= Independent media =

Mass communication outlets not associated with governments or corporations

Independent media is mass media, such as television, newspapers, or Internet-based publications, that is free of influence by government or corporate interests. Independence stands as a cornerstone principle within media policy and the freedom of the press, representing an "essentially contested concept". The concept is often used to denote, declare, or claim independence from state-control, market forces, or conventions, and media organisations and individuals assert their legitimacy and credibility through it.

In various discussions, such as those regarding the role of media within authoritarian societies or the relevance of European public service broadcasters or the "alternative press", the concept of independence is interpreted diversely. In international development, the term "independent media" is used for the development of new media outlets, particularly in areas where there is little to no existing media presence. Additionally, digital transformations tend to compromise the press as a common good (with a blurring of the difference between journalism and advertising) by the technological, political and social dynamics that it brings. For this reason other norms, such as transparency and participation, may be considered to be more relevant.

Research has found independent media plays an important role in improving government accountability and reducing corruption.

== Overview ==
Media regulators' impact on the editorial independence of the media, which is still deeply entwined with political and economic influences and pressures. Private media – functioning outside of governments' control and with minimum official regulation – are still dependent on advertising support, risking potential misuse of advertisers as a political tool by larger advertisers such as governments. New technologies have added new meaning to what constitutes media independence. The collection, selection, aggregation, synthesis and processing of data are now increasingly delegated to forms of automation. While the sharing of social media posts is crucial in elevating the importance of certain news sources or stories, what appears in individual news feeds on platforms such as Facebook or news aggregators such as Google News is the product of other forces as well. This includes algorithmic calculations, which remove professional editorial judgment, in favor of past consumption patterns by the individual user and their social network. In 2016, users declared preferring algorithms over editors for selecting the news they wanted to read. Despite apparent neutrality algorithms may often compromise editorial integrity, and have been found to lead to discrimination against people based on their race, socioeconomic situation and geographic location. Anya Schiffrin says that despite the initial optimism that social media would reduce such tendencies by enabling broader citizen participation in media, there are growing signals that social media are similarly susceptible to political capture and polarization, further impacting on the trust that users may have towards information on these platforms.

== Regulation ==

The role of regulatory authorities (license broadcaster institutions, content providers, platforms) and the resistance to political and commercial interference in the autonomy of the media sector are both considered as significant components of media independence. In order to ensure media independence, regulatory authorities should be placed outside of governments' directives. this can be measured through legislation, agency statutes and rules.

- - -

* **TASKS TO PERFORM**:
[1] In the text on independent media, what did users say in 2016 they preferred for choosing the news they wanted to read?
[2] Sum up the text on independent media in two sentences.
[3] Continue the text on independent media from the point where it stops.

Localization data with one point per instance:
- - -

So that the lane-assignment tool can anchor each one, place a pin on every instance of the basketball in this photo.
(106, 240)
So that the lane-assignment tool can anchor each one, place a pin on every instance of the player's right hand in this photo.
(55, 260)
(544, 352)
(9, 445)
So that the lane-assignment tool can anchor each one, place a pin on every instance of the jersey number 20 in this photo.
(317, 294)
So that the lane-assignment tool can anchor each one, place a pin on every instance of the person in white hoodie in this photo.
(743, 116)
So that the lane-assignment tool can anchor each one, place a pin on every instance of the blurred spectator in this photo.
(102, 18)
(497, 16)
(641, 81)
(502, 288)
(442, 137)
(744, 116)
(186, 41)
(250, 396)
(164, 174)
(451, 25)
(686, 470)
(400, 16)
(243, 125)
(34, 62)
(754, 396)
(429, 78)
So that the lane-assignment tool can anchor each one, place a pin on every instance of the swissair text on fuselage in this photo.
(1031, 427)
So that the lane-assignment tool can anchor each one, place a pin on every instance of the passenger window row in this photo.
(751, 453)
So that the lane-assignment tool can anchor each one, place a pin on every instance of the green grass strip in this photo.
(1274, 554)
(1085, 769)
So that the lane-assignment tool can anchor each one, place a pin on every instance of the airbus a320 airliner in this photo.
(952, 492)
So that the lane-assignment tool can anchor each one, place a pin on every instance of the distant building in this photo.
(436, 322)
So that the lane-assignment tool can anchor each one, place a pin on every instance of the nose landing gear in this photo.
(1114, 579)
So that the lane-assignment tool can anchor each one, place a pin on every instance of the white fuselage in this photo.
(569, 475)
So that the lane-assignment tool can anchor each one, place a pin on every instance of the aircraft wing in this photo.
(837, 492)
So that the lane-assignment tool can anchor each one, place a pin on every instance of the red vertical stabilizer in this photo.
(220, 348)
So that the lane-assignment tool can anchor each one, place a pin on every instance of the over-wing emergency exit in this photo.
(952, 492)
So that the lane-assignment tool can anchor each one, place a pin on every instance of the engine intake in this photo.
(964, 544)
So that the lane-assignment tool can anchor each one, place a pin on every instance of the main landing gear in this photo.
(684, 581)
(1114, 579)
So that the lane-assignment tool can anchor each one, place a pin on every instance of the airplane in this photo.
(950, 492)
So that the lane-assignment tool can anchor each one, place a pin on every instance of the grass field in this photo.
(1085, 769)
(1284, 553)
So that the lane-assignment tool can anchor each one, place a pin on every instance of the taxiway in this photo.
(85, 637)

- - -

* **RESPONSES TO THE EXERCISE**:
[1] They preferred algorithms over editors.

[2] Independent media is mass media free of influence by government or corporate interests, and independence is a contested core principle of media policy and press freedom that research links to better government accountability and less corruption. Private media still depend on advertising, and new technologies such as algorithms now shape what people see and can compromise editorial integrity, while regulators are expected to stay outside government directives to protect media independence.

[3]
=== Government regulations ===

==== Licensing ====
The process of issuing licenses in many regions still lacks transparency and is considered to follow procedures that are obscure and concealing. In many countries, regulatory authorities stand accused of political bias in favor of the government and ruling party, whereby some prospective broadcasters have been denied licenses or threatened with the withdrawal of licenses. In many countries, diversity of content and views have diminished as monopolies, fostered directly or indirectly by States. This not only impacts on competition but leads to a concentration of power with potentially excessive influence on public opinion. Buckley et al. cite failure to renew or retain licenses for editorially critical media; folding the regulator into government ministries or reducing its competencies and mandates for action; and lack of due process in the adoption of regulatory decisions, among others, as examples in which these regulators are formally compliant with sets of legal requirements on independence while enforcing political agendas.

==== Government endorsed appointments ====
State control is also evident in the increasing politicization of regulatory bodies operationalized through transfers and appointments of party-aligned individuals to senior positions in regulatory authorities.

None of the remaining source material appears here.